EXCERPTED TEXT Start Marker

- Born: August 26, 1887 Chicago, Illinois, United States
- Died: November 29, 1956 (aged 69) Berkeley, California, United States

Academic background
- Alma mater: University of Chicago (AB, AM) Harvard University (PhD)
- Thesis: Bohemia under Leopold II, 1790-92 (1914)
- Doctoral advisor: Archibald Cary Coolidge

Academic work
- Discipline: History
- Sub-discipline: Slavic studies
- Institutions: University of Missouri University of California, Berkeley

= Robert J. Kerner =

American historian and professor (1887 - 1956)

Robert Joseph Kerner (August 26, 1887 - November 29, 1956) was an American academic of eastern European history. Educated at the University of Chicago and Harvard University, Kerner was a professor at the University of Missouri from 1914 to 1926, serving as the dean of its graduate school before departing to lecture at the University of California, Berkeley, where he was a professor of history from 1928 until his death in 1956.

EXCERPTED TEXT End Marker

§ EXERCISE 1
From the Robert J. Kerner article, extract everything from "- Born: August" down to "II, 1790-92 (1914)".
§ EXERCISE 2
Rewrite the paragraph of the Robert J. Kerner article that begins "Robert Joseph Kerner (August 26, 1887" as a short bulleted list, keeping its main facts.
§ EXERCISE 3
Write what follows the last sentence of the Robert J. Kerner article, continuing it from there.
The records that come next have no connection to the Robert J. Kerner article.

RECORD EXTRACTS Start Marker

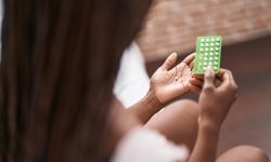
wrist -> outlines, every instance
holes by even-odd
[[[215,122],[212,120],[209,120],[207,118],[198,117],[198,127],[201,130],[207,131],[212,134],[218,134],[220,132],[221,124],[218,122]]]
[[[162,109],[164,107],[164,104],[159,102],[159,99],[156,97],[153,90],[149,90],[145,97],[143,98],[145,100],[144,103],[147,103],[149,107]]]

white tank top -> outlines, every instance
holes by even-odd
[[[184,162],[186,147],[175,145],[153,130],[137,127],[119,141],[111,162]]]

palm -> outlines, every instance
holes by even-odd
[[[170,70],[159,68],[151,78],[151,86],[162,103],[168,103],[190,90],[191,73],[191,68],[184,63]]]

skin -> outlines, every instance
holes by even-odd
[[[118,139],[129,129],[138,125],[157,130],[169,140],[186,145],[191,152],[186,160],[189,162],[268,162],[266,153],[251,146],[233,148],[217,158],[221,125],[237,97],[237,85],[232,72],[221,69],[215,76],[212,69],[208,69],[204,76],[193,76],[191,71],[194,66],[194,54],[189,55],[177,66],[175,66],[177,54],[173,53],[151,78],[151,89],[146,96],[130,109],[119,111],[121,114],[114,116],[118,119],[118,123],[114,125],[126,127],[126,131],[118,132]],[[189,92],[199,95],[197,103],[192,100],[172,103]],[[164,110],[159,111],[162,108]],[[115,109],[125,108],[118,106]],[[114,121],[113,118],[112,122]],[[112,144],[117,145],[117,143],[118,140],[115,140]],[[244,153],[250,154],[249,160]]]

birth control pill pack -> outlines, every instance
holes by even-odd
[[[203,75],[210,66],[216,73],[220,70],[221,36],[201,36],[196,39],[195,65],[193,72]]]

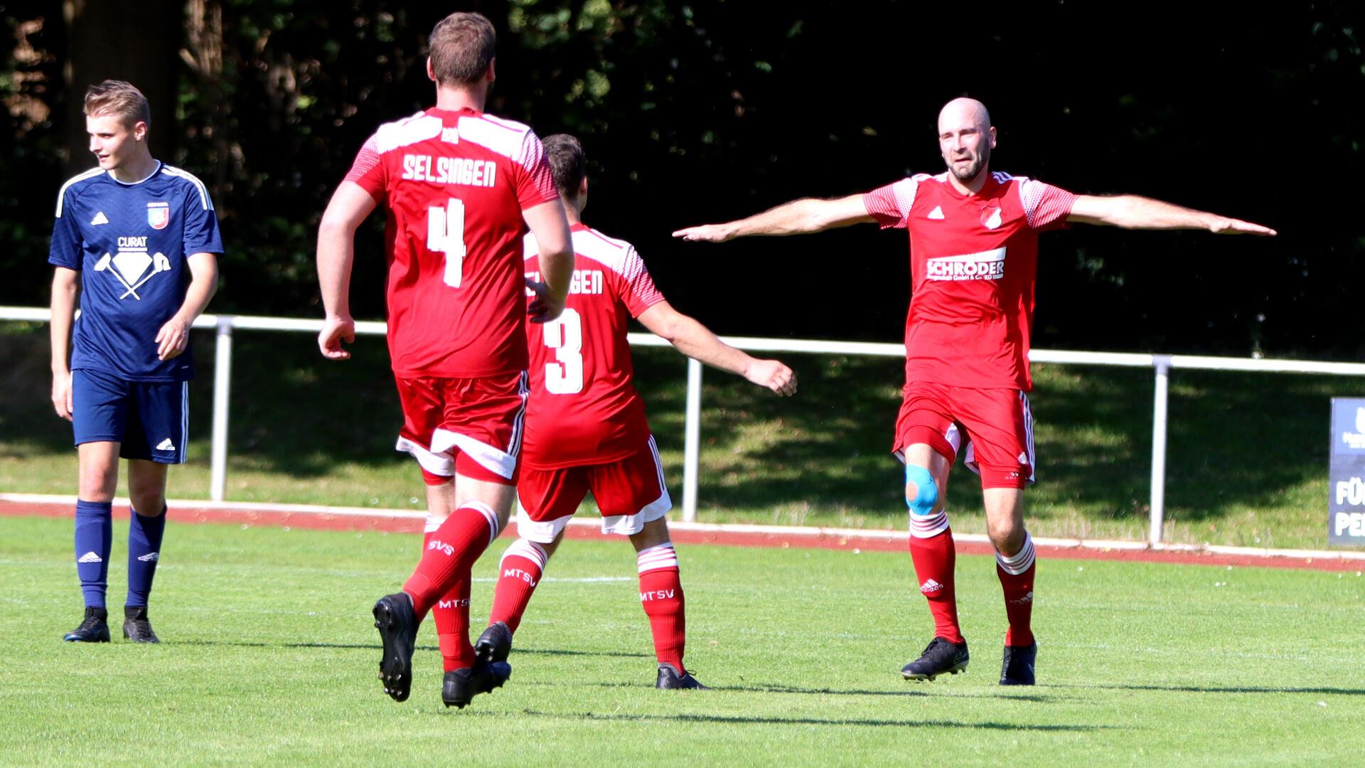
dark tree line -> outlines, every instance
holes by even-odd
[[[587,219],[633,241],[722,332],[898,338],[901,234],[723,246],[680,225],[942,169],[938,107],[986,101],[992,167],[1271,224],[1274,241],[1078,227],[1043,242],[1036,344],[1358,358],[1365,19],[1228,4],[30,0],[5,5],[0,303],[46,301],[52,202],[89,167],[79,98],[124,77],[158,156],[205,179],[229,253],[218,312],[317,316],[313,236],[374,127],[431,100],[423,40],[457,7],[500,31],[490,111],[579,134]],[[378,217],[375,217],[378,219]],[[382,314],[375,220],[358,316]]]

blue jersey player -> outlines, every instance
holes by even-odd
[[[147,594],[165,529],[167,467],[184,462],[188,439],[190,324],[217,287],[222,241],[203,183],[152,157],[152,112],[138,89],[91,86],[85,115],[100,167],[61,187],[48,256],[56,266],[52,404],[71,421],[81,462],[75,556],[86,609],[64,640],[109,641],[104,594],[121,456],[132,500],[123,635],[157,642]]]

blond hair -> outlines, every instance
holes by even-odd
[[[123,81],[104,81],[86,90],[85,113],[89,118],[102,118],[117,115],[132,127],[136,123],[152,126],[152,107],[147,97]]]
[[[493,22],[483,15],[456,12],[437,22],[427,45],[435,82],[471,86],[483,78],[493,63],[497,33]]]

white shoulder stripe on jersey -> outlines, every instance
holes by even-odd
[[[161,165],[161,172],[167,176],[175,176],[177,179],[186,179],[194,184],[194,189],[199,193],[199,202],[203,204],[205,210],[213,210],[213,201],[209,200],[209,189],[203,186],[203,182],[198,179],[194,174],[188,171],[182,171],[173,165]]]
[[[643,269],[640,254],[631,243],[609,238],[597,230],[573,232],[573,253],[581,253],[627,279]]]
[[[85,174],[76,174],[75,176],[71,176],[70,179],[67,179],[67,183],[61,184],[61,190],[57,191],[57,219],[61,219],[61,202],[67,198],[67,187],[70,187],[76,182],[98,176],[100,174],[104,174],[104,168],[90,168]]]
[[[516,160],[521,154],[521,142],[526,139],[527,131],[531,130],[520,123],[516,124],[519,127],[512,128],[494,123],[487,116],[460,118],[457,130],[460,131],[460,141],[476,143],[504,157]]]
[[[385,123],[374,131],[375,152],[384,154],[419,141],[441,135],[441,118],[433,118],[426,112],[418,112],[401,120]]]

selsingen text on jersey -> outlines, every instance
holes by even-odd
[[[527,279],[541,282],[539,272],[527,272]],[[575,269],[573,279],[569,280],[569,294],[601,294],[602,292],[602,271],[601,269]],[[534,297],[535,291],[531,288],[526,290],[526,295]]]
[[[403,180],[407,182],[491,187],[497,179],[497,164],[491,160],[431,157],[430,154],[403,156]]]

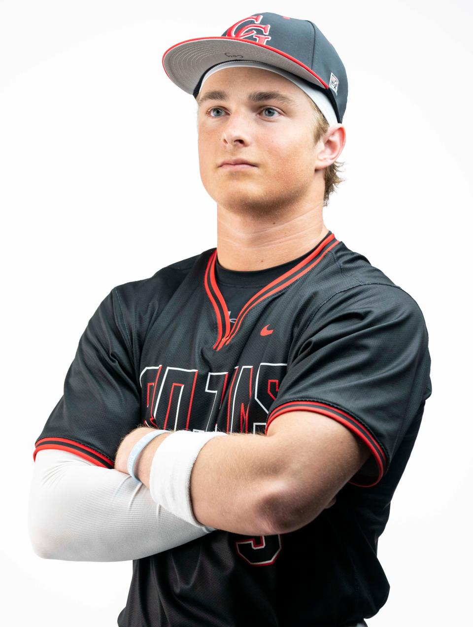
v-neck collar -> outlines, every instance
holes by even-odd
[[[204,286],[207,297],[213,306],[217,319],[217,341],[213,346],[214,349],[220,350],[223,346],[231,341],[238,332],[245,316],[255,305],[276,292],[281,292],[281,290],[308,272],[316,266],[328,251],[338,243],[339,243],[339,240],[335,238],[331,231],[329,231],[316,248],[311,253],[308,253],[301,261],[296,263],[295,265],[280,276],[273,279],[252,296],[249,300],[244,305],[232,325],[228,315],[227,303],[219,289],[216,280],[215,266],[217,260],[217,248],[214,248],[211,253],[204,276]]]

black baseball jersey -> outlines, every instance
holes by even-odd
[[[216,530],[134,560],[119,627],[339,627],[376,614],[390,589],[378,539],[432,393],[428,339],[414,299],[330,231],[273,268],[229,270],[211,248],[113,288],[34,455],[63,448],[112,468],[140,424],[265,433],[301,409],[371,453],[300,529]]]

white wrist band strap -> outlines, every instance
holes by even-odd
[[[133,479],[135,479],[137,481],[140,481],[138,477],[135,475],[135,466],[138,461],[138,456],[140,455],[141,451],[147,444],[148,444],[151,440],[157,436],[160,435],[162,433],[167,433],[169,432],[165,431],[164,429],[156,429],[155,431],[148,431],[148,433],[143,435],[142,438],[138,440],[133,447],[132,450],[130,451],[130,455],[128,456],[127,470],[128,471],[128,475],[130,475],[130,477],[132,477]]]
[[[156,503],[175,516],[206,531],[194,515],[190,502],[190,473],[202,446],[212,438],[227,435],[223,431],[182,429],[165,438],[151,463],[150,492]]]

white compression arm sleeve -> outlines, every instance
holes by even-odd
[[[28,530],[39,557],[78,562],[138,559],[212,533],[155,503],[129,475],[58,449],[36,454]]]

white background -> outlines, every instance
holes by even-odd
[[[112,288],[216,245],[195,101],[166,76],[162,57],[259,8],[314,22],[343,60],[346,181],[325,222],[413,297],[429,332],[433,393],[379,540],[391,591],[367,623],[465,624],[470,3],[198,4],[0,2],[3,623],[116,625],[126,603],[131,562],[33,552],[34,441]]]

RECORD EXTRACTS End Marker

§ ANSWER AREA 1
- Born: August 26, 1887 Chicago, Illinois, United States
- Died: November 29, 1956 (aged 69) Berkeley, California, United States

Academic background
- Alma mater: University of Chicago (AB, AM) Harvard University (PhD)
- Thesis: Bohemia under Leopold II, 1790-92 (1914)

§ ANSWER AREA 2
- Robert Joseph Kerner (August 26, 1887 – November 29, 1956) was an American academic of eastern European history.
- He was educated at the University of Chicago and Harvard University.
- He was a professor at the University of Missouri from 1914 to 1926 and served as dean of its graduate school.
- He then lectured at the University of California, Berkeley, where he was a professor of history from 1928 until his death in 1956.

§ ANSWER AREA 3
==Biography==
Kerner was born on August 26, 1887, in Chicago to Joseph A. Kerner, a founder of the Czech-language Denni Hlasatel newspaper, and Rose Kerner. He received his Bachelor of Arts and Master of Arts from the University of Chicago in 1908 and 1909, respectively; he served as an assistant instructor at the University of Illinois during his time studying there. Kerner began his doctoral studies at Harvard University in 1910, serving during his first two years as an assistant of history at Harvard and Radcliffe College. Kerner studied under Archibald Cary Coolidge, and obtained his doctorate in 1914.

Kerner began his academic career as an instructor at the University of Missouri in 1914; he served as an assistant professor at the university between 1916 and 1918, and as associate professor between 1918 and 1921. He served as an expert for the American Commission to Negotiate Peace (under Archibald Cary Coolidge) in 1918 and 1919, participating in negotiations that would eventually lead to the formation of Czechoslovakia. Around the same time, he published Slavic Europe, a bibliography of western European languages "that has not been superseded", according to an obituary written by professors at the University of California some decades later. He served as the editor of the Journal of International Relations between 1919 and 1922.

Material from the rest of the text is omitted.